▶ **Selected extract**:

[cfe-dev] Adding indexing support to Clangd

Thu Aug 10 15:11:18 PDT 2017

Apologies for the delay, Nathan (CC’ed) will be preparing a document describing how it works in detail, and will bring it soon to cfe-dev for discussion.

> On Aug 9, 2017, at 1:28 PM, Marc-André Laperle <marc-andre.laperle at ericsson.com> wrote:
> 
> No concrete plan yet but it's something we'd definitely like to have. I haven't seen in detail how the "indexing while building" is going to work, maybe I missed it? I assume there will be some kind of indexer-agnostic hook in the same spirit of the refactoring work that was proposed. I'll keep an eye on this and make sure our efforts are compatible. In any case, I think there will be enough benefit to warrant major rewrites/refactorings if needed.

▶ **Exercise brief**:
Can you copy the Clangd indexing post word for word from "Thu Aug 10 15:11:18" to "cfe-dev for discussion."?

▶ **Given data**:
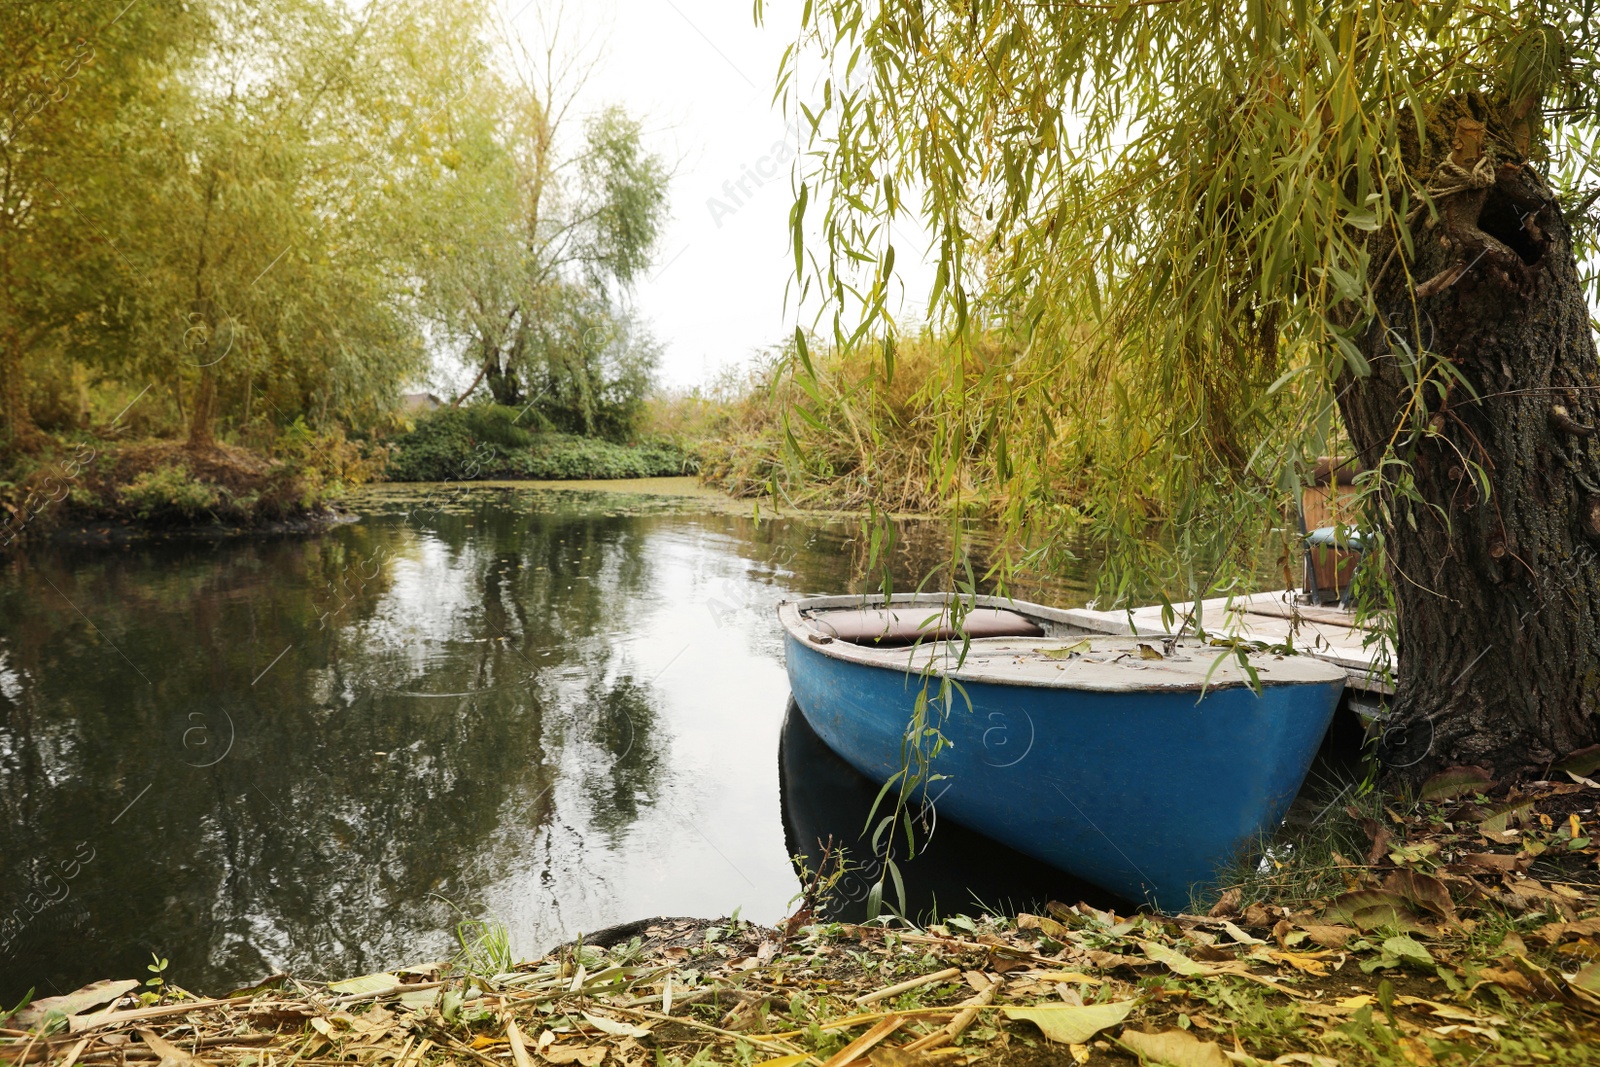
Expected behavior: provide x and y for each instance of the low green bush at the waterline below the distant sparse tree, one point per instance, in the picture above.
(482, 442)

▶ **Answer for this exercise**:
Thu Aug 10 15:11:18 PDT 2017

Apologies for the delay, Nathan (CC’ed) will be preparing a document describing how it works in detail, and will bring it soon to cfe-dev for discussion.